(GIVEN RECORDS)

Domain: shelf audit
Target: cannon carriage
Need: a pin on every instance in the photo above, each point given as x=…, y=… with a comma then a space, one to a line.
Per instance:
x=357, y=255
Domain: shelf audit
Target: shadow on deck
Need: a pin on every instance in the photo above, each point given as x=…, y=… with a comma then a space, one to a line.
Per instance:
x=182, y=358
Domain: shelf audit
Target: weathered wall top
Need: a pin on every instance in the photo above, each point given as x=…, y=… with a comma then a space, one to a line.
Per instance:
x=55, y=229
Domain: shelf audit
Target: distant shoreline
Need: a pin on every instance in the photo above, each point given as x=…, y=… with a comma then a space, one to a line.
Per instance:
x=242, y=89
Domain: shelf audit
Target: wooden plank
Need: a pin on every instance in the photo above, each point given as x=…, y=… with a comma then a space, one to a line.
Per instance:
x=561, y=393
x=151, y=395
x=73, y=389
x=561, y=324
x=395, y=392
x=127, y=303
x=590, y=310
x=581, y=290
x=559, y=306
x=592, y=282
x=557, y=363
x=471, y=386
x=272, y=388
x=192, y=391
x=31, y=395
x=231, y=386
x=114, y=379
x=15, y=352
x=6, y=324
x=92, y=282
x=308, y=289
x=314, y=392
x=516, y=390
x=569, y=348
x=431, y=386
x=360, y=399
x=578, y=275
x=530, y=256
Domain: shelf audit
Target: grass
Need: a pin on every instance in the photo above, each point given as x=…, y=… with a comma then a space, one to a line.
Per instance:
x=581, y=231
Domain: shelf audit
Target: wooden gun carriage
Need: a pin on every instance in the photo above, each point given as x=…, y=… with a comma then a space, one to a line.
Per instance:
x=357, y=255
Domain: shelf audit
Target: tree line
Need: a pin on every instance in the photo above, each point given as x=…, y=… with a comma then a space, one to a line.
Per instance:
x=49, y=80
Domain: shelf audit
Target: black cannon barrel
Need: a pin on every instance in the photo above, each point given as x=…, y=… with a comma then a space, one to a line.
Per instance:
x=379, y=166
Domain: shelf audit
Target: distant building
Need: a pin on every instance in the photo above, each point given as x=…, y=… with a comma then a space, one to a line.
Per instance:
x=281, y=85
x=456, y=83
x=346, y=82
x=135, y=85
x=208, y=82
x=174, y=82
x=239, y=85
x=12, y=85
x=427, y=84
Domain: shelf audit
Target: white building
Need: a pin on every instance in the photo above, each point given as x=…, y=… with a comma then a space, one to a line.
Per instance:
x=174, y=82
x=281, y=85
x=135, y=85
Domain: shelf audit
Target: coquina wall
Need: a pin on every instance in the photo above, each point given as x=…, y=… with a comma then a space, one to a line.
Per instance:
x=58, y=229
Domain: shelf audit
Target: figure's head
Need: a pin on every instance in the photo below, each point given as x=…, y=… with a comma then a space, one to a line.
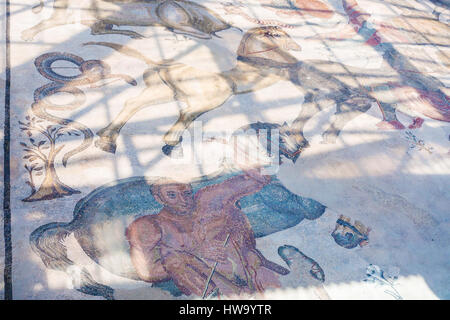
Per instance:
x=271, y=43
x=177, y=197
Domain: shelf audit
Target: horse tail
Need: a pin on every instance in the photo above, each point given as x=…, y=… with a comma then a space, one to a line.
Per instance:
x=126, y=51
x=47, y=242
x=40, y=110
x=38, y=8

(End GIVEN RECORDS)
(GIVEN RECORDS)

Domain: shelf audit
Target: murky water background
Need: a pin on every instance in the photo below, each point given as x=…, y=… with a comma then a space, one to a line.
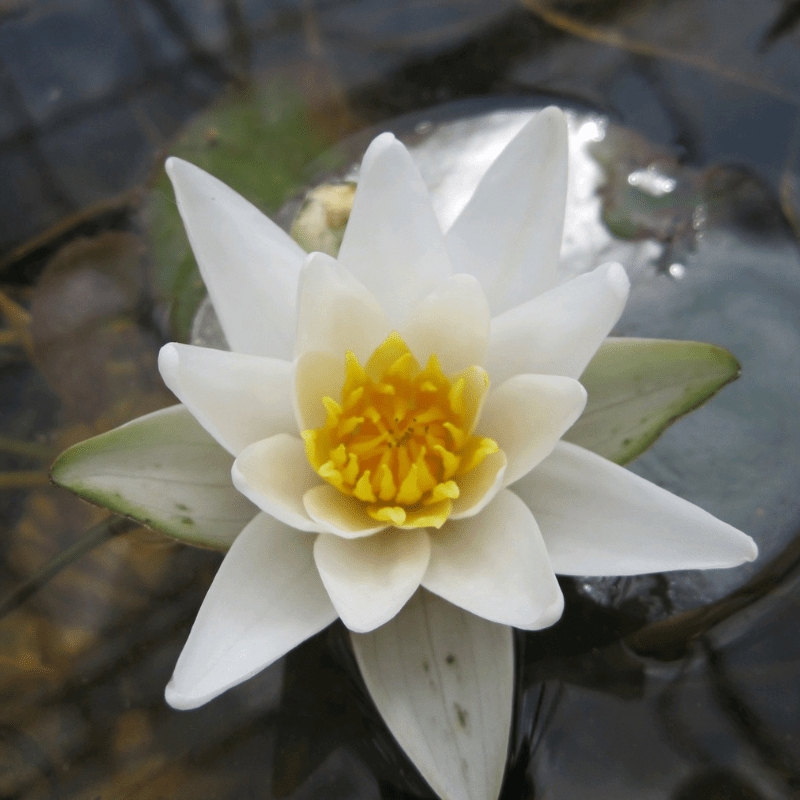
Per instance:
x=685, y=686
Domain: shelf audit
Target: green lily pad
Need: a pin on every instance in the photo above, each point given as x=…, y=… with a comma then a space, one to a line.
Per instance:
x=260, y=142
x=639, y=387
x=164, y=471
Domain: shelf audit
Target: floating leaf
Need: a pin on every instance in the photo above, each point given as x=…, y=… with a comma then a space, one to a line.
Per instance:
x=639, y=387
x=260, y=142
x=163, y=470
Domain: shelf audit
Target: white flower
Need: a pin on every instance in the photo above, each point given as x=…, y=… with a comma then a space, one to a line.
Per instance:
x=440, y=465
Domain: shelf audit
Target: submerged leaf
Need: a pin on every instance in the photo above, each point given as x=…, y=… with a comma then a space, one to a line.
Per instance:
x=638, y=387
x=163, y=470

(End GIVEN RECORDS)

EXERCISE —
Read through the entries and copy every line that includes "cannon".

ANSWER BOX —
Target: cannon carriage
Target: black cannon barrel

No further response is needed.